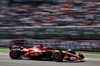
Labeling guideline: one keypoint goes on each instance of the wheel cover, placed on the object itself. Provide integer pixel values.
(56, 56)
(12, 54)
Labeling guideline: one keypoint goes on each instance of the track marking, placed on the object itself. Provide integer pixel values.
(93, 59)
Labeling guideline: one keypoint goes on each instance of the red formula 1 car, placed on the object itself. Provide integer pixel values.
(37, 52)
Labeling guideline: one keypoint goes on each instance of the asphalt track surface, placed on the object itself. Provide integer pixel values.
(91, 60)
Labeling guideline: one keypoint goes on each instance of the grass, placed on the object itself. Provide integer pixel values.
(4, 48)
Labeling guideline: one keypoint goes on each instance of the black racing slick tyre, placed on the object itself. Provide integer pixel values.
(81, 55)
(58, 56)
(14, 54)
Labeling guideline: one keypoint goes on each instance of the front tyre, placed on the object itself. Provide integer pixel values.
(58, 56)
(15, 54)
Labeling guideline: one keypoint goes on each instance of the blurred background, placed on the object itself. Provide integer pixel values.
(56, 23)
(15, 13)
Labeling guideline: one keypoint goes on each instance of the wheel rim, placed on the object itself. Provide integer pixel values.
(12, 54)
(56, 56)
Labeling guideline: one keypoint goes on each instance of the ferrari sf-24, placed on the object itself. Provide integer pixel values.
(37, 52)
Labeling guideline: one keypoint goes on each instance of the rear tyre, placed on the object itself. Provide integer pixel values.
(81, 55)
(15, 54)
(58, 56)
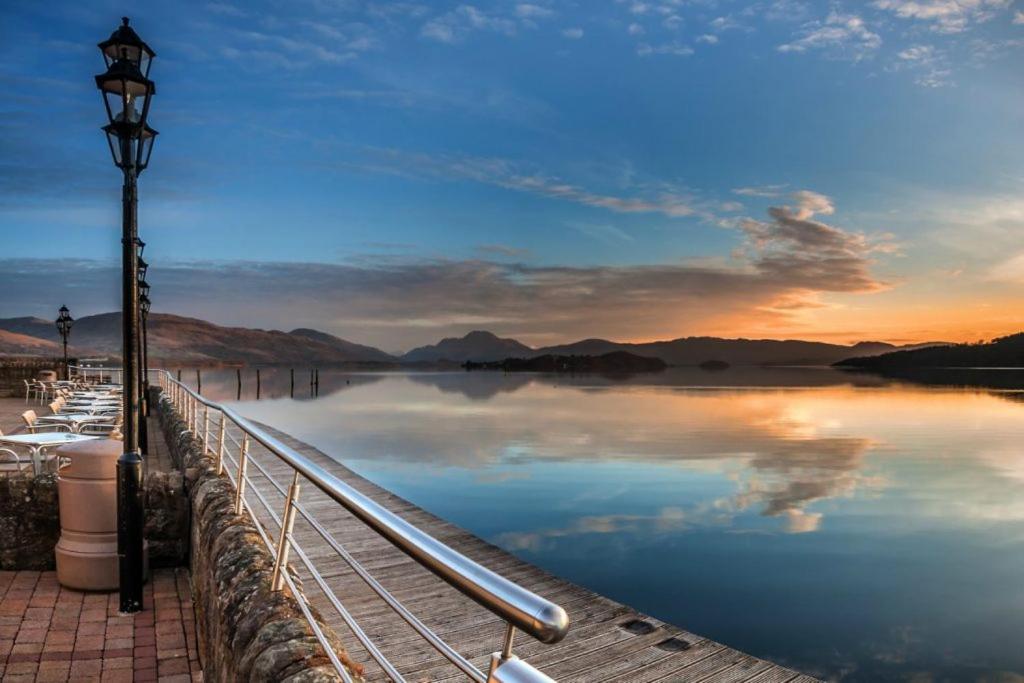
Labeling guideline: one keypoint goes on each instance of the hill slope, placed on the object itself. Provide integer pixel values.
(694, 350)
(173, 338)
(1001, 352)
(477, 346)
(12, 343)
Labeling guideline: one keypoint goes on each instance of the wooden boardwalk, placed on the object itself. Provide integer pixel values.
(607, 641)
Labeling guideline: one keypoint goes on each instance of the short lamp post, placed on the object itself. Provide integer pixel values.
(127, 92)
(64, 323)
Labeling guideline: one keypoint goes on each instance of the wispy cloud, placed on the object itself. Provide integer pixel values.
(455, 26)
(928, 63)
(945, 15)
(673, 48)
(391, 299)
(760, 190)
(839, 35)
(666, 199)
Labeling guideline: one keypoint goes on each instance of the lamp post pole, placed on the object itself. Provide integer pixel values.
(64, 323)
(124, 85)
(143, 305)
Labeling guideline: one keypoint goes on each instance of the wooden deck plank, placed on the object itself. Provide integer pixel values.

---

# GOAL OF THE EXERCISE
Restate the data above word for word. Do not include the images.

# REPLY TO THE EXERCISE
Labeling guideline: one keypoint goes on each instance of the wheel cover, placed on the object itself. Provide integer pixel values.
(56, 56)
(12, 54)
Labeling guideline: one keypoint goes on each instance of the track marking, placed on the object itself. Provide integer pixel values.
(93, 59)
Labeling guideline: one keypoint goes on each instance of the red formula 1 car, placed on the object itself. Provide integer pixel values.
(37, 52)
Labeling guideline: one keypoint goes on each instance of the asphalt track surface, placed on the object itself. Provide integer pixel values.
(91, 60)
Labeling guideline: one keypoint goes on each instance of the grass, placed on the object itself. Provide integer pixel values.
(4, 48)
Labeling guideline: one keypoint goes on each instance of the black racing slick tyre, placed on the object itself. Provide integer pixel values.
(81, 55)
(58, 56)
(14, 54)
Labeling guideline: one keypoint goes on each instance of the front tyre, placed on the object itself. Provide integer pixel values.
(58, 56)
(15, 54)
Labeling guideline: one keypoint goes on each instance of the blurred background, placed on the object itself. Provide integer pixel values.
(56, 23)
(15, 13)
Labeling guideline: one keypoint goes on each instance of the wheel rim, placed on the object itself. Provide integer pixel values.
(12, 54)
(56, 56)
Labeling guideline: one keypoint goes on each instance of the ferrari sf-24, placed on the object itself. Provide integer pixel values.
(37, 52)
Labeling guideline: one keypoint goes on each instance of the rear tyre, placed on the object itself. Provide integer pixel values.
(81, 55)
(15, 54)
(58, 56)
Labeling guideline: one keypoint goes on each instance of the hill slope, placed on the object itself. Provide integer pixel values.
(694, 350)
(173, 338)
(1001, 352)
(477, 346)
(12, 343)
Labeling guideline: one keypoint goes on each instance of the wooden boardwalk, placed on the object itself. Provide integer pixel values.
(607, 641)
Labeling guideline: one keypoint goes on each instance of the short lamp post, placed on the object itself. Provide integer pixel values.
(127, 92)
(64, 323)
Labeling guideline: one keypoint goes on each instance of the wispy cloud, placed on the object itself. Provide integer pixel values.
(455, 26)
(928, 63)
(945, 15)
(673, 48)
(391, 299)
(760, 190)
(839, 35)
(666, 199)
Labeling guideline: one keypoint goes on each instance of the lamp post pole, placed on the object itself. Provide integer pixel values.
(64, 323)
(124, 85)
(143, 305)
Labeling guideline: one keypoint goes on each instance of the wooden deck plank, placed on the object itself. Provide integer pixel values.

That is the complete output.